Consignes de l'exercice
Reproduisez tous les enregistrements ci-dessous en remplaçant partout « vertex » par « point », sans modifier quoi que ce soit d'autre.

========

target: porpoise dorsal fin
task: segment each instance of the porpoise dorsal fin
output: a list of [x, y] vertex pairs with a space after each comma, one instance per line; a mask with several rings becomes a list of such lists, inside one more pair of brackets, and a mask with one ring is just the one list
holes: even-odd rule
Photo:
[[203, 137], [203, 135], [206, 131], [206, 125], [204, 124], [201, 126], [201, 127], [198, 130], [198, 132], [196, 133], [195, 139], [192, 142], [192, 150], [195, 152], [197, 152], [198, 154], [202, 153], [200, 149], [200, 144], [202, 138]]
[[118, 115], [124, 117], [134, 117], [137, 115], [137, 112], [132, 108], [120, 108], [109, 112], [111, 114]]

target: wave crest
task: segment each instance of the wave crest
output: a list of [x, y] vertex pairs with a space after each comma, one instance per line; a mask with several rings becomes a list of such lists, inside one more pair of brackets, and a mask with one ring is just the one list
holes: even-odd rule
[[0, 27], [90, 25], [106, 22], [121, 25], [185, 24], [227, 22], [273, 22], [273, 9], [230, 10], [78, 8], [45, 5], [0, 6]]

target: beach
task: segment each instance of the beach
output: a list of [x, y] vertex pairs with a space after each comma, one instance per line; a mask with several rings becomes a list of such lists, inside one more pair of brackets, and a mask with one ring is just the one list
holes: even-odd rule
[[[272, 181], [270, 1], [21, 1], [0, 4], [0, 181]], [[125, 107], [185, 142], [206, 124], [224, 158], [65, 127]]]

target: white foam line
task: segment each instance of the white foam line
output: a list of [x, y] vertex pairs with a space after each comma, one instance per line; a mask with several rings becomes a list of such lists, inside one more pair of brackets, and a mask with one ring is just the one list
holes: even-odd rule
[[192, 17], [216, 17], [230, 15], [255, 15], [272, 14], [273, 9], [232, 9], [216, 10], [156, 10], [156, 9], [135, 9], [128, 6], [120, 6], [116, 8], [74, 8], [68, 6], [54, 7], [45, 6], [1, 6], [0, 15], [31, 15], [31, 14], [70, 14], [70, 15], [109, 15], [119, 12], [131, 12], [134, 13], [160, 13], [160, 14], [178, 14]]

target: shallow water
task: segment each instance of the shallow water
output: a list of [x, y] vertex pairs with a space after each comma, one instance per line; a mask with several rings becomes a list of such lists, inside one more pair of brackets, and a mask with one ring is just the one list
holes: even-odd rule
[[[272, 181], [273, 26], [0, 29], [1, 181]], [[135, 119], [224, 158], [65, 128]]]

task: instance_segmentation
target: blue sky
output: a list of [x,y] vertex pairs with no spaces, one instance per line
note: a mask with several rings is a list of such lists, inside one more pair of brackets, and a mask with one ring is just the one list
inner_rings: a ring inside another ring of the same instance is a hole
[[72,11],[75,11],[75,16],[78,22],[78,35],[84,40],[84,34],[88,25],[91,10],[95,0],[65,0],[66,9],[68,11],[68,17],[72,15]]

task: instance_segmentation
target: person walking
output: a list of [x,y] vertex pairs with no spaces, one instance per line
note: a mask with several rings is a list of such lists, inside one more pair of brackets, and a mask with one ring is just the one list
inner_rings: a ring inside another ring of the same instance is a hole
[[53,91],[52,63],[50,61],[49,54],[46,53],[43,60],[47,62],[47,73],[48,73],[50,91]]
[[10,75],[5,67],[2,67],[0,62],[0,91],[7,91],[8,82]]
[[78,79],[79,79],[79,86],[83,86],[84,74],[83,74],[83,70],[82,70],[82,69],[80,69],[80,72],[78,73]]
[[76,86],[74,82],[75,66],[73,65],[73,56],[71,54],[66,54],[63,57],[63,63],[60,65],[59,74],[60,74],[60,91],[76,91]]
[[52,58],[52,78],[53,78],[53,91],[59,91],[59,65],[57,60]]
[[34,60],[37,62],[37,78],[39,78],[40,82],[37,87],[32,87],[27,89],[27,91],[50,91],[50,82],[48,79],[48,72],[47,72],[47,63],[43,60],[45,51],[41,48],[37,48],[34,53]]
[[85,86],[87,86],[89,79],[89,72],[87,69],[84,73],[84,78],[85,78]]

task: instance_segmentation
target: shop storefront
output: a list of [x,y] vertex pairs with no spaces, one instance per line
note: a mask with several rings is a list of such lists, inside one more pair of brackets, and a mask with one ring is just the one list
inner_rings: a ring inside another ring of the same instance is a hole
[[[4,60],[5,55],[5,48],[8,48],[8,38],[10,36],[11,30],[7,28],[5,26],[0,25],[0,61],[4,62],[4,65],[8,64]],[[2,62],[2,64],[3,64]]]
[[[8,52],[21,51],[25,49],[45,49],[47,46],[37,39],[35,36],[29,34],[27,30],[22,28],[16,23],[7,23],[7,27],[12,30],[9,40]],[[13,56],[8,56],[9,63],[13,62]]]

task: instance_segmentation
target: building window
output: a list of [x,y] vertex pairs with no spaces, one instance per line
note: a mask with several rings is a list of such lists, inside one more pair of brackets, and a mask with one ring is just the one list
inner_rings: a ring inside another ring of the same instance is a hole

========

Résultat de l'exercice
target: porpoise dorsal fin
task: segment each instance of the porpoise dorsal fin
output: a list of [x, y] point pairs with a space after each comma, one instance per line; a mask with several rings becomes a list of such lists, inside one more pair of brackets, and a mask with one ring is just the one list
holes: even-odd rule
Photo:
[[203, 137], [203, 135], [206, 131], [206, 125], [204, 124], [201, 126], [201, 127], [198, 130], [198, 132], [196, 133], [195, 139], [192, 142], [192, 150], [195, 152], [197, 152], [198, 154], [202, 153], [200, 149], [200, 144], [202, 138]]
[[118, 115], [124, 117], [134, 117], [137, 115], [137, 112], [132, 108], [120, 108], [109, 112], [111, 114]]

target: wave crest
task: segment each instance of the wave crest
output: a list of [x, y] point pairs with a space after each comma, one instance per line; a mask with several rings becomes a list of such lists, inside one more pair of brackets, and a mask with one ring is just the one list
holes: even-odd rule
[[0, 27], [90, 25], [106, 22], [121, 25], [185, 24], [227, 22], [273, 22], [273, 9], [230, 10], [78, 8], [45, 5], [0, 6]]

target: beach
task: segment each instance of the beach
output: a list of [x, y] point pairs with a space after each comma, one instance per line; a mask with several rings becomes a list of such lists, inside one more pair of brackets, and a mask with one ring is just the one list
holes: even-odd rule
[[[272, 181], [270, 1], [21, 1], [0, 4], [0, 181]], [[125, 107], [185, 142], [206, 124], [224, 158], [65, 127]]]

target: white foam line
task: segment each instance of the white foam line
output: a list of [x, y] point pairs with a space after each comma, one instance per line; a mask with several rings becomes a list of such lists, inside one more pair of brackets, and a mask with one ring is just the one list
holes: even-odd rule
[[192, 17], [216, 17], [230, 15], [255, 15], [272, 14], [273, 9], [232, 9], [216, 10], [156, 10], [156, 9], [135, 9], [128, 6], [120, 6], [116, 8], [74, 8], [68, 6], [54, 7], [45, 6], [1, 6], [0, 15], [31, 15], [31, 14], [70, 14], [70, 15], [109, 15], [119, 12], [131, 12], [134, 13], [160, 13], [160, 14], [178, 14]]

target: shallow water
task: segment each instance of the shallow water
output: a list of [x, y] point pairs with a space after each comma, one instance per line; a mask with several rings becomes a list of such lists, inside one more pair of brackets, and a mask with one ring is just the one list
holes: even-odd rule
[[[272, 181], [273, 26], [0, 29], [1, 181]], [[135, 119], [224, 158], [65, 128]]]

task: instance_segmentation
target: blue sky
output: a list of [x,y] point pairs with no spaces, one instance per line
note: a mask with several rings is a list of such lists, inside one more pair of brackets, and a mask with one ring is just the one list
inner_rings: a ring inside another ring of the same instance is a hole
[[72,11],[75,11],[75,16],[78,22],[78,35],[84,40],[84,34],[88,25],[91,10],[95,0],[65,0],[66,9],[68,11],[68,17],[72,15]]

task: instance_segmentation
target: person walking
output: a list of [x,y] point pairs with no spaces, one instance per line
note: a mask with several rings is a list of such lists, inside one more pair of brackets, and a mask with one ring is just the one list
inner_rings: a ring inside another ring of the same instance is a hole
[[53,91],[52,63],[50,61],[49,54],[46,53],[43,60],[47,62],[47,73],[48,73],[50,91]]
[[10,75],[5,67],[2,67],[0,62],[0,91],[7,91],[8,82]]
[[78,79],[79,79],[79,86],[83,86],[84,74],[83,74],[83,70],[82,70],[82,69],[80,69],[80,72],[78,73]]
[[76,86],[74,82],[75,66],[73,65],[73,56],[71,54],[66,54],[63,57],[63,63],[60,65],[59,74],[60,74],[60,91],[76,91]]
[[52,58],[52,78],[53,78],[53,91],[59,91],[59,65],[57,60]]
[[34,60],[37,62],[37,78],[39,78],[40,82],[37,87],[32,87],[27,89],[27,91],[50,91],[50,82],[48,79],[48,72],[47,72],[47,63],[43,60],[45,51],[41,48],[37,48],[34,53]]
[[85,86],[87,86],[89,79],[89,72],[87,69],[84,73],[84,78],[85,78]]

task: instance_segmentation
target: shop storefront
output: a list of [x,y] point pairs with no spaces, one instance per line
note: a mask with several rings is a list of such lists, inside one more pair of brackets, and a mask with one ring is just the one list
inner_rings: a ring inside another ring of the same instance is a hole
[[[4,60],[5,55],[5,48],[8,48],[8,38],[10,36],[11,30],[7,28],[5,26],[0,25],[0,61],[4,62],[4,65],[8,64]],[[2,62],[2,64],[3,64]]]
[[[8,52],[21,51],[25,49],[45,49],[47,46],[37,39],[35,36],[29,34],[27,30],[22,28],[16,23],[7,23],[7,27],[12,30],[9,40]],[[13,56],[8,56],[9,63],[13,62]]]

task: instance_segmentation
target: building window
output: a list of [x,y] point pairs with no spaces, one instance per line
note: a mask with several rings is a list of such lists, inside one more pair of brackets, and a mask with one ring is just the one list
inner_rings: a ring inside another ring of the same instance is a hole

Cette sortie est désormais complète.